LISTED ENTRIES: Begin

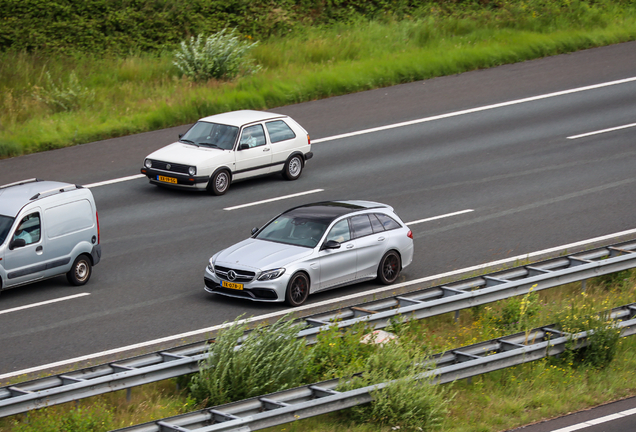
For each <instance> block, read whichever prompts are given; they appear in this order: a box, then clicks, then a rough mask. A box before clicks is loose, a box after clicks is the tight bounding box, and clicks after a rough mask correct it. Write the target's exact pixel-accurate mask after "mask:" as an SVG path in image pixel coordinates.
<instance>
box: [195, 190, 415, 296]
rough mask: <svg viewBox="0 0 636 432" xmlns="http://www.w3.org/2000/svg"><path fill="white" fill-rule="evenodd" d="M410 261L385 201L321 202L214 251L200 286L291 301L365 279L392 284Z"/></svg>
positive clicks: (394, 218) (208, 264)
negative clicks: (232, 244) (226, 246)
mask: <svg viewBox="0 0 636 432" xmlns="http://www.w3.org/2000/svg"><path fill="white" fill-rule="evenodd" d="M412 260H413V234H412V233H411V230H410V229H409V228H408V227H407V226H406V225H405V224H404V222H402V221H401V220H400V218H399V217H398V215H396V214H395V212H394V211H393V208H391V207H390V206H388V205H386V204H380V203H376V202H370V201H325V202H318V203H313V204H305V205H302V206H299V207H294V208H292V209H290V210H287V211H286V212H284V213H281V214H280V215H278V216H276V217H275V218H274V219H272V220H271V221H269V222H268V223H267V224H266V225H265V226H264V227H262V228H260V229H256V228H255V229H254V230H252V236H251V237H250V238H248V239H246V240H243V241H242V242H240V243H237V244H235V245H233V246H230V247H229V248H227V249H224V250H222V251H220V252H218V253H216V254H215V255H214V256H213V257H212V258H210V261H209V263H208V266H207V268H206V269H205V274H204V277H203V280H204V284H205V288H204V289H205V290H206V291H207V292H210V293H214V294H221V295H224V296H229V297H240V298H246V299H249V300H258V301H270V302H282V301H285V302H286V303H287V304H289V305H290V306H299V305H301V304H303V303H304V302H305V300H306V299H307V296H308V295H309V294H312V293H314V292H318V291H323V290H327V289H332V288H337V287H340V286H344V285H349V284H352V283H356V282H362V281H365V280H371V279H377V280H378V281H379V282H381V283H383V284H391V283H393V282H395V281H396V280H397V278H398V276H399V274H400V271H401V270H402V269H403V268H404V267H406V266H408V265H409V264H411V261H412Z"/></svg>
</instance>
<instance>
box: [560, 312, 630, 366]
mask: <svg viewBox="0 0 636 432" xmlns="http://www.w3.org/2000/svg"><path fill="white" fill-rule="evenodd" d="M593 310H594V309H593V306H589V307H583V308H580V309H579V308H574V307H573V308H571V309H569V310H566V311H564V312H562V313H561V314H560V316H559V317H558V326H559V328H560V329H561V330H563V331H565V332H568V333H572V334H576V333H580V332H584V331H586V332H588V336H587V345H586V346H585V347H580V346H579V345H580V344H579V342H578V341H577V339H576V337H573V338H572V339H571V340H570V341H568V344H567V346H566V348H567V350H566V351H565V353H563V354H562V355H561V356H560V357H559V358H558V359H555V360H554V361H555V362H557V363H558V362H560V363H562V364H566V365H568V366H571V367H581V366H582V367H589V368H592V369H604V368H606V367H608V366H609V365H610V364H611V362H612V360H613V359H614V357H615V355H616V351H617V349H618V345H619V340H620V335H621V330H620V328H618V327H617V325H616V323H615V322H614V321H613V320H612V319H611V318H610V316H609V314H607V313H600V314H597V313H594V312H593Z"/></svg>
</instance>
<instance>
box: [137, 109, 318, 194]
mask: <svg viewBox="0 0 636 432" xmlns="http://www.w3.org/2000/svg"><path fill="white" fill-rule="evenodd" d="M312 156H313V153H312V152H311V141H310V140H309V134H308V133H307V131H306V130H305V129H303V127H302V126H300V125H299V124H298V123H297V122H295V121H294V120H293V119H291V118H290V117H288V116H286V115H282V114H274V113H270V112H263V111H252V110H243V111H232V112H227V113H223V114H217V115H213V116H209V117H205V118H202V119H201V120H199V121H198V122H197V123H195V124H194V126H192V127H191V128H190V129H189V130H188V131H187V132H186V133H185V134H183V135H181V136H179V141H178V142H175V143H172V144H170V145H168V146H166V147H163V148H160V149H159V150H157V151H155V152H153V153H151V154H149V155H148V156H147V157H146V159H145V161H144V167H143V168H142V169H141V172H142V174H145V175H146V176H147V177H148V179H149V180H150V183H153V184H156V185H160V186H169V187H177V188H183V189H194V190H201V191H205V190H207V191H209V192H211V193H213V194H215V195H223V194H224V193H225V192H226V191H227V189H228V188H229V187H230V184H231V183H232V182H233V181H236V180H242V179H247V178H251V177H256V176H261V175H266V174H272V173H282V174H283V176H284V177H285V178H286V179H287V180H296V179H297V178H298V177H300V174H301V172H302V170H303V167H304V166H305V162H306V161H307V160H309V159H311V157H312Z"/></svg>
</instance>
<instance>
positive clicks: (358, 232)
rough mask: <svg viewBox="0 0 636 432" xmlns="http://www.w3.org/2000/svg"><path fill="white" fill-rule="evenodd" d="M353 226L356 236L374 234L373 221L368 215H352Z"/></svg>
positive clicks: (352, 226) (354, 232)
mask: <svg viewBox="0 0 636 432" xmlns="http://www.w3.org/2000/svg"><path fill="white" fill-rule="evenodd" d="M351 227H352V228H353V236H354V237H355V238H357V237H364V236H365V235H369V234H373V228H371V222H369V216H367V215H359V216H352V217H351Z"/></svg>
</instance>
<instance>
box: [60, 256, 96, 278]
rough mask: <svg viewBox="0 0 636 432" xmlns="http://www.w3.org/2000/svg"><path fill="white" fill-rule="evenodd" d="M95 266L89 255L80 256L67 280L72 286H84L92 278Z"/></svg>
mask: <svg viewBox="0 0 636 432" xmlns="http://www.w3.org/2000/svg"><path fill="white" fill-rule="evenodd" d="M92 273H93V266H92V264H91V259H90V257H89V256H88V255H84V254H82V255H80V256H78V257H77V258H75V261H73V266H72V267H71V269H70V270H69V271H68V273H66V279H67V280H68V282H69V283H70V284H71V285H75V286H80V285H84V284H85V283H86V282H88V280H89V279H90V278H91V274H92Z"/></svg>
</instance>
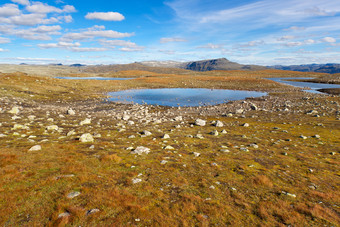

LISTED ENTRIES: End

GOAL OF THE EXERCISE: Please copy every line of the data above that contains the word "positive". Case matters.

RESULT FOR THIS EXERCISE:
positive clicks: (394, 218) (208, 264)
positive clicks: (358, 232)
positive clicks: (352, 226) (354, 232)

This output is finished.